Reproduce word for word the stretch of the column on new books by Bay Area writers from "Pressman will talk" through "pages, Harper, $26.99)".

START Passage shown

Author, Author: New books by Bay Area writers

Steven Pressman’s “50 Children: One Ordinary American Couple’s Extraordinary Rescue Mission into the Heart of Nazi Germany” will be released April 22, to coincide with Holocaust Remembrance Day on April 28.

His book tells the story of how Gilbert and Eleanor Kraus of Philadelphia rescued 50 Jewish children just as the doors to Jewish emigration from Europe were closing. It was the subject of a one-hour documentary that premiered a year ago on HBO. Pressman, an S.F.-based journalist, also directed the documentary.

He learned about the rescue mission when his wife, Liz Perle, showed him an unpublished manuscript by her grandmother, Eleanor Kraus.

Pressman will talk about “50 Children” at 7 p.m. April 28 at Books Inc. Opera Plaza, 601 Van Ness Ave., S.F. and 7 p.m. April 29 at Book Passage, 51 Tamal Vista Blvd., Corte Madera. A full listing of upcoming talks can be found at www.tinyurl.com/mymzwfe.

“50 Children” by Steven Pressman (320 pages, Harper, $26.99)

END Passage shown
START Record excerpts

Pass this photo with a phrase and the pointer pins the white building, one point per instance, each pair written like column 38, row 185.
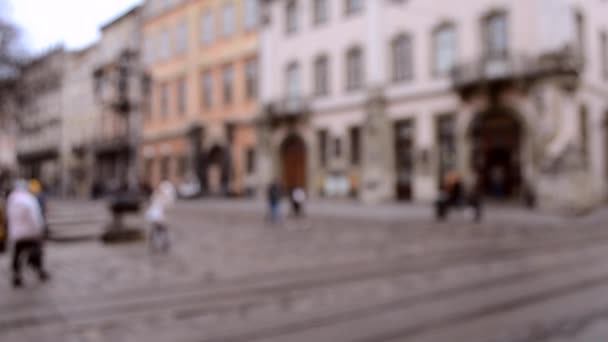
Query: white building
column 380, row 98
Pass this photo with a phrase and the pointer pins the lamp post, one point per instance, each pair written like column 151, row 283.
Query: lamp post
column 117, row 90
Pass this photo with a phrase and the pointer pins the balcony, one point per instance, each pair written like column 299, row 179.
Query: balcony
column 289, row 107
column 515, row 67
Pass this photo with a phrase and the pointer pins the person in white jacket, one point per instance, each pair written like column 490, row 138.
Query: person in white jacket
column 26, row 231
column 163, row 197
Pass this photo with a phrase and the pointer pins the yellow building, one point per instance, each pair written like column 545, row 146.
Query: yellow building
column 201, row 56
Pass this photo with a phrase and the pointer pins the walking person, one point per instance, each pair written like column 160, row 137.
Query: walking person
column 26, row 230
column 298, row 197
column 3, row 226
column 162, row 198
column 36, row 188
column 274, row 200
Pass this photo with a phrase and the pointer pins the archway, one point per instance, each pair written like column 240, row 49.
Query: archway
column 496, row 136
column 293, row 162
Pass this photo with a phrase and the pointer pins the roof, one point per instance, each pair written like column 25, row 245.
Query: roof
column 121, row 17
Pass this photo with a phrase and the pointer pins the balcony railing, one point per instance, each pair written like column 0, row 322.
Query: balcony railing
column 515, row 67
column 290, row 107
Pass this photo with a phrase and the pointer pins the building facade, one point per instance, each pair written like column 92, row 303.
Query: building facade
column 38, row 143
column 79, row 122
column 8, row 158
column 380, row 99
column 201, row 56
column 118, row 85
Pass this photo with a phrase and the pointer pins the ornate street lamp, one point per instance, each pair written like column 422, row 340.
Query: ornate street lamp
column 116, row 90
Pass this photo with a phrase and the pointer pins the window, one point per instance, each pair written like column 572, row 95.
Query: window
column 291, row 16
column 580, row 32
column 207, row 88
column 148, row 167
column 181, row 96
column 496, row 41
column 182, row 166
column 181, row 38
column 604, row 53
column 250, row 160
column 355, row 145
column 404, row 157
column 149, row 50
column 354, row 69
column 402, row 61
column 164, row 100
column 251, row 14
column 322, row 136
column 444, row 43
column 320, row 12
column 293, row 80
column 353, row 6
column 447, row 144
column 207, row 28
column 251, row 79
column 321, row 76
column 228, row 83
column 337, row 147
column 164, row 168
column 165, row 45
column 228, row 20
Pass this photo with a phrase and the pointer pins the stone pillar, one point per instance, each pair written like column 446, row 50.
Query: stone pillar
column 265, row 166
column 563, row 183
column 377, row 159
column 375, row 62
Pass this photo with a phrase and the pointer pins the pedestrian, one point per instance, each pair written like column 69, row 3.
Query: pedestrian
column 36, row 188
column 3, row 230
column 26, row 230
column 162, row 198
column 298, row 197
column 274, row 200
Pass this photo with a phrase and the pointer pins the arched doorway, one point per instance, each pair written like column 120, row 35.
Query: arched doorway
column 218, row 171
column 293, row 162
column 496, row 157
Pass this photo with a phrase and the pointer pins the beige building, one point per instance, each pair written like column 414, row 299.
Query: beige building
column 38, row 142
column 202, row 59
column 380, row 99
column 119, row 82
column 80, row 121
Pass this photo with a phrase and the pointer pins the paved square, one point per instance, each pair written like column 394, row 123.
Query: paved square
column 345, row 272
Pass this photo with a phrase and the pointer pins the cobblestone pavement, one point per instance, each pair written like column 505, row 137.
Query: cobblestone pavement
column 344, row 273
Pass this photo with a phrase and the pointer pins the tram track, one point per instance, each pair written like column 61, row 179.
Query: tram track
column 205, row 301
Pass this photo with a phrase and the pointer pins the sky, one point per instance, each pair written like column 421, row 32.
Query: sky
column 75, row 23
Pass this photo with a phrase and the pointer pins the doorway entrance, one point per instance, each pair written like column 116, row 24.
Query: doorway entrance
column 496, row 136
column 218, row 171
column 293, row 162
column 404, row 158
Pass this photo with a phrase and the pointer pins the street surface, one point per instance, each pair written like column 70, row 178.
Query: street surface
column 345, row 272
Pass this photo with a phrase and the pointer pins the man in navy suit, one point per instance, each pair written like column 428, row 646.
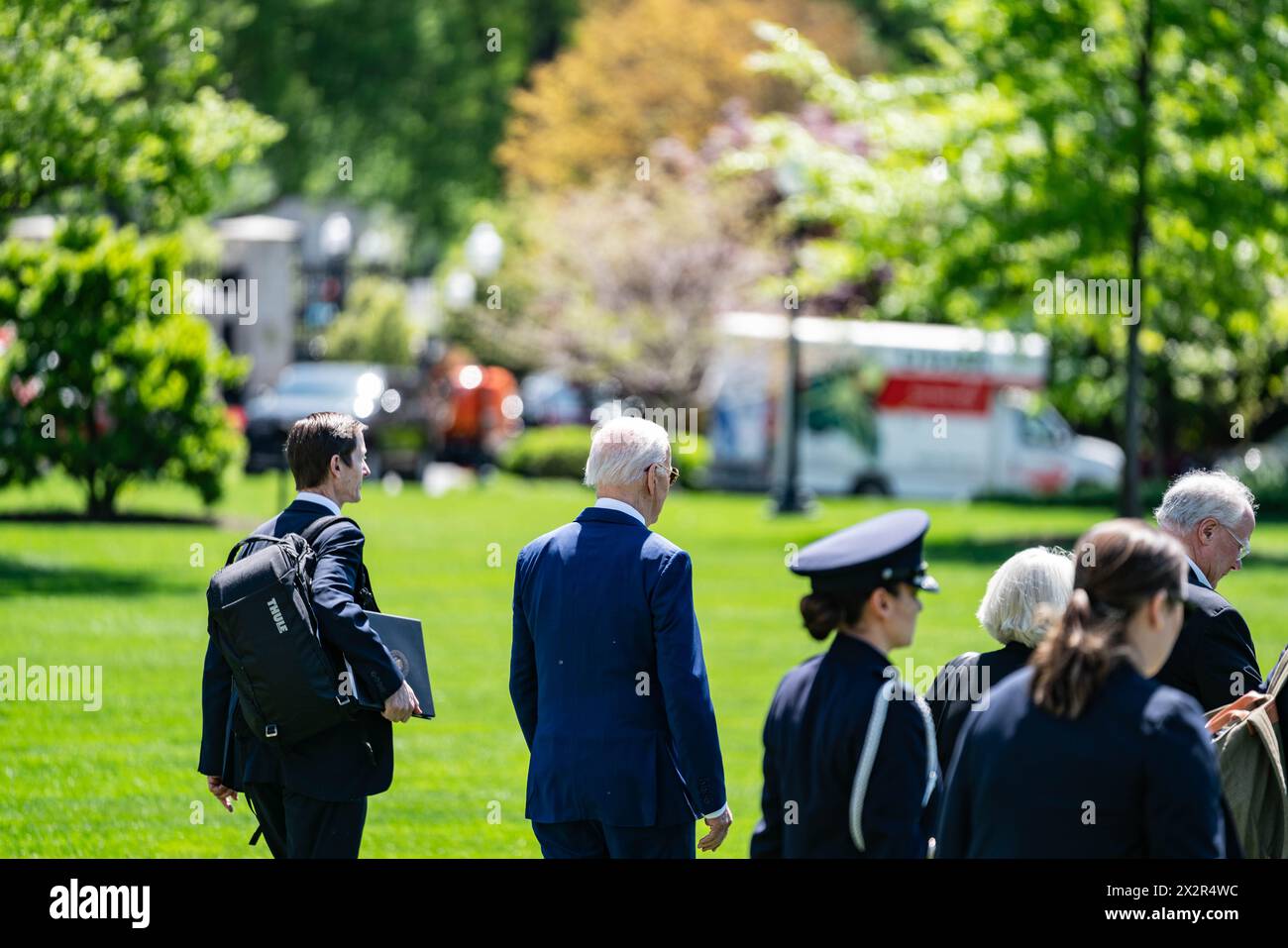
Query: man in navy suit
column 310, row 798
column 606, row 673
column 1212, row 514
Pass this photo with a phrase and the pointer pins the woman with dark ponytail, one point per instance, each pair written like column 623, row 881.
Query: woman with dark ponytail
column 1081, row 754
column 850, row 762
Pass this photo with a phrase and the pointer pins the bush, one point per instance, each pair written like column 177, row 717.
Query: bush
column 561, row 453
column 103, row 378
column 548, row 453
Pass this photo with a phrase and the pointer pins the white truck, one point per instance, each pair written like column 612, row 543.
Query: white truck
column 896, row 408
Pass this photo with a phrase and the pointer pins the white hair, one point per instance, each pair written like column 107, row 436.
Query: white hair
column 622, row 449
column 1202, row 493
column 1025, row 594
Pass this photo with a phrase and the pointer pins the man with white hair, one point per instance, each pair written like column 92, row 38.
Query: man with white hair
column 1214, row 515
column 606, row 674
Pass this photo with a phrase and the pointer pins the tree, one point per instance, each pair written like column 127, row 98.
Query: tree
column 1098, row 141
column 98, row 380
column 617, row 283
column 374, row 327
column 413, row 94
column 643, row 69
column 111, row 108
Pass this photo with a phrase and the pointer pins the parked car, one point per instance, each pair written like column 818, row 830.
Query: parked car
column 393, row 403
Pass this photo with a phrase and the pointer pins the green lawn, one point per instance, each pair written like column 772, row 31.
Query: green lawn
column 121, row 781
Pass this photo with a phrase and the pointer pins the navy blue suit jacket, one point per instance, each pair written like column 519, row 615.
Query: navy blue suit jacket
column 1214, row 660
column 608, row 681
column 349, row 760
column 1134, row 776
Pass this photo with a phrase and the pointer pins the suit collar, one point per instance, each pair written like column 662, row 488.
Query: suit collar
column 318, row 500
column 857, row 651
column 1197, row 576
column 308, row 506
column 608, row 515
column 613, row 504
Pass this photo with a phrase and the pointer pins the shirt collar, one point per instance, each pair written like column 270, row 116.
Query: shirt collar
column 613, row 504
column 1198, row 572
column 318, row 498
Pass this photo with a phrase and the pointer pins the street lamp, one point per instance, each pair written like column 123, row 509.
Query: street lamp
column 483, row 250
column 790, row 180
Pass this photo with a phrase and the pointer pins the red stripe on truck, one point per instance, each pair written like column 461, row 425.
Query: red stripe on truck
column 936, row 393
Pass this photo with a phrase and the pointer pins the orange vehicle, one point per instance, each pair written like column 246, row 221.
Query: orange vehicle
column 483, row 410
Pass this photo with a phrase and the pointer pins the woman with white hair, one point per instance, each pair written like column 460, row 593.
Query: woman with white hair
column 1024, row 596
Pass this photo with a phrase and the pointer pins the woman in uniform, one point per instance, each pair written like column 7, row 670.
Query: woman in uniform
column 1080, row 754
column 850, row 759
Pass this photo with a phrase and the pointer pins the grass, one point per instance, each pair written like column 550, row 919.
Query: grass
column 129, row 596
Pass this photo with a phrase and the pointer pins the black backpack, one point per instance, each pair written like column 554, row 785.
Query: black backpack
column 261, row 614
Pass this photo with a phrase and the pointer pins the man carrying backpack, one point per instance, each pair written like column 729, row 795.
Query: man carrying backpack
column 310, row 794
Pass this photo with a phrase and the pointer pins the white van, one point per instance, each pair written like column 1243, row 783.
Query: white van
column 898, row 408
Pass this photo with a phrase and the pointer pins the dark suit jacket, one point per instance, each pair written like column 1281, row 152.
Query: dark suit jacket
column 1134, row 776
column 949, row 697
column 355, row 758
column 608, row 681
column 1214, row 660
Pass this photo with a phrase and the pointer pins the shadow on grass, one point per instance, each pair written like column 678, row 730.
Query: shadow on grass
column 76, row 517
column 27, row 579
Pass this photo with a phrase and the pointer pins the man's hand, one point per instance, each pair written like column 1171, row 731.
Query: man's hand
column 719, row 830
column 400, row 704
column 226, row 796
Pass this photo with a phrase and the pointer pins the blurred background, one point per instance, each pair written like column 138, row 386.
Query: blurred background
column 1016, row 262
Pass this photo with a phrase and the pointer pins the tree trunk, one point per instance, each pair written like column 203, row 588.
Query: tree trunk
column 1129, row 501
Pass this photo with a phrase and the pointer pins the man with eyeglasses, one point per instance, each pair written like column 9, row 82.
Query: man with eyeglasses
column 606, row 674
column 1214, row 515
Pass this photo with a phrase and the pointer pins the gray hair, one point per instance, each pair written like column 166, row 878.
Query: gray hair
column 622, row 449
column 1199, row 493
column 1026, row 594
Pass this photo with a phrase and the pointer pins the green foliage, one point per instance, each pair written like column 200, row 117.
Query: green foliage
column 410, row 90
column 558, row 451
column 561, row 451
column 97, row 381
column 621, row 281
column 1018, row 154
column 374, row 327
column 107, row 107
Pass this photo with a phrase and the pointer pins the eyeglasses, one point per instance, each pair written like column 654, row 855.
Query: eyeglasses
column 1244, row 545
column 675, row 472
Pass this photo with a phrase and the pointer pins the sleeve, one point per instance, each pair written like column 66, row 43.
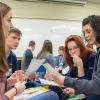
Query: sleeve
column 50, row 59
column 28, row 57
column 15, row 64
column 3, row 97
column 89, row 67
column 2, row 88
column 89, row 87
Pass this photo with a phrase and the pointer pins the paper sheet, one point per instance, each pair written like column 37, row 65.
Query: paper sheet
column 34, row 65
column 51, row 69
column 31, row 92
column 46, row 82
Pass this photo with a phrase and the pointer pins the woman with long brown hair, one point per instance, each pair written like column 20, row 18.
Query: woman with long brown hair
column 5, row 24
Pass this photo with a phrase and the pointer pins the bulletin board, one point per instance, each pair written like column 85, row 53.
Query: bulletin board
column 45, row 29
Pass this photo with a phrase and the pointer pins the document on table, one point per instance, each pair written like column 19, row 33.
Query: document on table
column 49, row 83
column 34, row 65
column 30, row 92
column 51, row 69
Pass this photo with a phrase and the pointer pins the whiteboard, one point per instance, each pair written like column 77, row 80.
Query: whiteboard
column 40, row 29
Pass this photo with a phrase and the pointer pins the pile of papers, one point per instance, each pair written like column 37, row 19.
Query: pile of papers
column 49, row 83
column 31, row 92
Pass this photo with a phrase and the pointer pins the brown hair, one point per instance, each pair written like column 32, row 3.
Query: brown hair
column 4, row 8
column 3, row 64
column 85, row 51
column 61, row 48
column 32, row 43
column 47, row 47
column 15, row 31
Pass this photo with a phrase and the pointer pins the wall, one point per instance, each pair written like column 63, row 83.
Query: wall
column 52, row 11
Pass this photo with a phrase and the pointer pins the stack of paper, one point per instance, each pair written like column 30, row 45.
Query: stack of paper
column 51, row 69
column 34, row 65
column 49, row 83
column 28, row 93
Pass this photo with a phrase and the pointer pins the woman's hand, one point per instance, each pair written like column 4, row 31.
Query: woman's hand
column 69, row 91
column 20, row 87
column 58, row 79
column 77, row 60
column 48, row 75
column 16, row 77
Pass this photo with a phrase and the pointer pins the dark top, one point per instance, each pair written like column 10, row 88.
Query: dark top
column 12, row 62
column 88, row 68
column 89, row 87
column 2, row 87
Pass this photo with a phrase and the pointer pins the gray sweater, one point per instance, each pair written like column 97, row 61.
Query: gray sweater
column 89, row 87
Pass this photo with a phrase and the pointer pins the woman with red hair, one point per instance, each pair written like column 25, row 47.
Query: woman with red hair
column 79, row 58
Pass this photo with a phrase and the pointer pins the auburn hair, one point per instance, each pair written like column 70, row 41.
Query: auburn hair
column 85, row 51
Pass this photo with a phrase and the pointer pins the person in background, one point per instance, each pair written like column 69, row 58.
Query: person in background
column 80, row 59
column 12, row 42
column 91, row 30
column 28, row 55
column 19, row 87
column 46, row 53
column 60, row 60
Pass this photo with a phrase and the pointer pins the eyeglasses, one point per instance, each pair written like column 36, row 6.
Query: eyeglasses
column 74, row 48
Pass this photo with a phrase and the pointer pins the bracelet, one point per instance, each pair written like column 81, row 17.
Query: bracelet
column 16, row 90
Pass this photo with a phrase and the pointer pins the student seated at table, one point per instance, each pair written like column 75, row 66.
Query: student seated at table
column 80, row 59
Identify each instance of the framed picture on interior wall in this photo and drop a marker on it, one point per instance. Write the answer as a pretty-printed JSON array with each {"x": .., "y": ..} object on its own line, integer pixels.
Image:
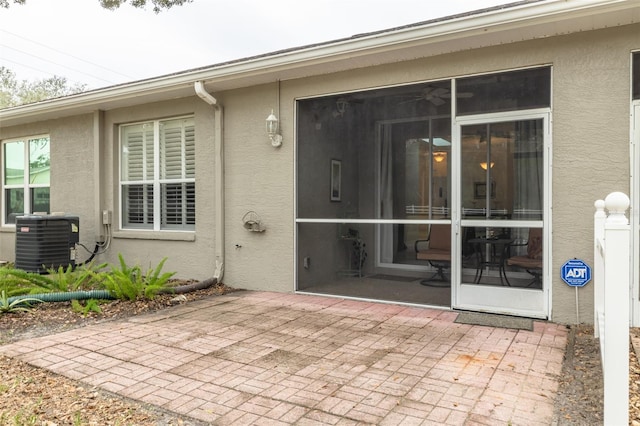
[
  {"x": 336, "y": 180},
  {"x": 480, "y": 190}
]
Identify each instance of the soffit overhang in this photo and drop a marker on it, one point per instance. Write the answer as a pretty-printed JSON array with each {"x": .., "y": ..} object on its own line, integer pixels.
[{"x": 525, "y": 20}]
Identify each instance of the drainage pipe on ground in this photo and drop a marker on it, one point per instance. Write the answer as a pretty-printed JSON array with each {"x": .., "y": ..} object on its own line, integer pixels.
[{"x": 63, "y": 296}]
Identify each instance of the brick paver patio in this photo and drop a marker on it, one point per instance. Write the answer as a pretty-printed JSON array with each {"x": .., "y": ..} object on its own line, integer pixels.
[{"x": 272, "y": 358}]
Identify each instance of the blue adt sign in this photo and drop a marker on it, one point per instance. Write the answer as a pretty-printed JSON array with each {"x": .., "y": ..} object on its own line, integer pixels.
[{"x": 576, "y": 273}]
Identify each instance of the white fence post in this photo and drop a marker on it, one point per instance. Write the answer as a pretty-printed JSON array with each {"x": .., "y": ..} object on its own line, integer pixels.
[
  {"x": 598, "y": 269},
  {"x": 614, "y": 334}
]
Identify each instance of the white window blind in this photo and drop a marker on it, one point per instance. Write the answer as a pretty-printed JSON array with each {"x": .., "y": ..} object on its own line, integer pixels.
[{"x": 159, "y": 158}]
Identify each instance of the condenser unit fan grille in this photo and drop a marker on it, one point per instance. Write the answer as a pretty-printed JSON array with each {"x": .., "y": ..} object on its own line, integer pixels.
[{"x": 46, "y": 242}]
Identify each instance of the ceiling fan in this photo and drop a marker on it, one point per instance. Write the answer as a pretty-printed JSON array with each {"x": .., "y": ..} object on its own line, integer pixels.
[{"x": 436, "y": 95}]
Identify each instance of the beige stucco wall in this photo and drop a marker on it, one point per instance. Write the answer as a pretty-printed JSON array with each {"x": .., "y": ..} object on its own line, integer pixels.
[{"x": 590, "y": 155}]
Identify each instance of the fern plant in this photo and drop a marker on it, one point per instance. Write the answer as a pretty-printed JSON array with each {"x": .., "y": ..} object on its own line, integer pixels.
[
  {"x": 125, "y": 282},
  {"x": 155, "y": 281}
]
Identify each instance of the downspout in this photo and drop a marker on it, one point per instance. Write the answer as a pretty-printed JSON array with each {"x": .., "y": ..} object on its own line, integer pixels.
[{"x": 219, "y": 177}]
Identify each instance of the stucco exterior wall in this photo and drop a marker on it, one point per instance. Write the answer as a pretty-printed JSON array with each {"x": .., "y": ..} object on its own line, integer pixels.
[
  {"x": 589, "y": 153},
  {"x": 590, "y": 127}
]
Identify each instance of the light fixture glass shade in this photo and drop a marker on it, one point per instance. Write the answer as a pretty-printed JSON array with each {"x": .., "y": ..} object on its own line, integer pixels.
[
  {"x": 439, "y": 157},
  {"x": 484, "y": 165},
  {"x": 272, "y": 124}
]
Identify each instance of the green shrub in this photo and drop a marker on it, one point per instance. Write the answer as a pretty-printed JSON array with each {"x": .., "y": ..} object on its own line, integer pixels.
[{"x": 129, "y": 283}]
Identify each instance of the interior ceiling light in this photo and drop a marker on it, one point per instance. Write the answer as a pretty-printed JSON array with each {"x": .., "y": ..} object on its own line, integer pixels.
[{"x": 439, "y": 156}]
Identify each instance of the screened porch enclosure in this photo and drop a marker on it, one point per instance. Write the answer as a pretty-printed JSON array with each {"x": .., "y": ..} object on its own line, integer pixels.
[
  {"x": 369, "y": 165},
  {"x": 397, "y": 201}
]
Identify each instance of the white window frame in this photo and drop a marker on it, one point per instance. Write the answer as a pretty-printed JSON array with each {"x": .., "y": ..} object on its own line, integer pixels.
[
  {"x": 26, "y": 185},
  {"x": 156, "y": 181}
]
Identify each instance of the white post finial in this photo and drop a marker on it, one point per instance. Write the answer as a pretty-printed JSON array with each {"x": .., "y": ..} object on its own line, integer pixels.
[
  {"x": 617, "y": 204},
  {"x": 599, "y": 205}
]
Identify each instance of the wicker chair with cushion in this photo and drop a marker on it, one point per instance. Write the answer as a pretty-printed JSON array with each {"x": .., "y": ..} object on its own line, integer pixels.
[
  {"x": 437, "y": 252},
  {"x": 532, "y": 261}
]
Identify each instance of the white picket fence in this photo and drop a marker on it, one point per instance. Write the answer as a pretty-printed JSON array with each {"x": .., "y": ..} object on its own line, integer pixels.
[{"x": 611, "y": 277}]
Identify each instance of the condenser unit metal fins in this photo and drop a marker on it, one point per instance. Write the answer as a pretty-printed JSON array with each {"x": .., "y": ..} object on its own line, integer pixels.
[{"x": 46, "y": 242}]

END Record excerpts

## Result below
Pressman will talk about “50 Children” at 7 p.m. April 28 at Books Inc. Opera Plaza, 601 Van Ness Ave., S.F. and 7 p.m. April 29 at Book Passage, 51 Tamal Vista Blvd., Corte Madera. A full listing of upcoming talks can be found at www.tinyurl.com/mymzwfe.

“50 Children” by Steven Pressman (320 pages, Harper, $26.99)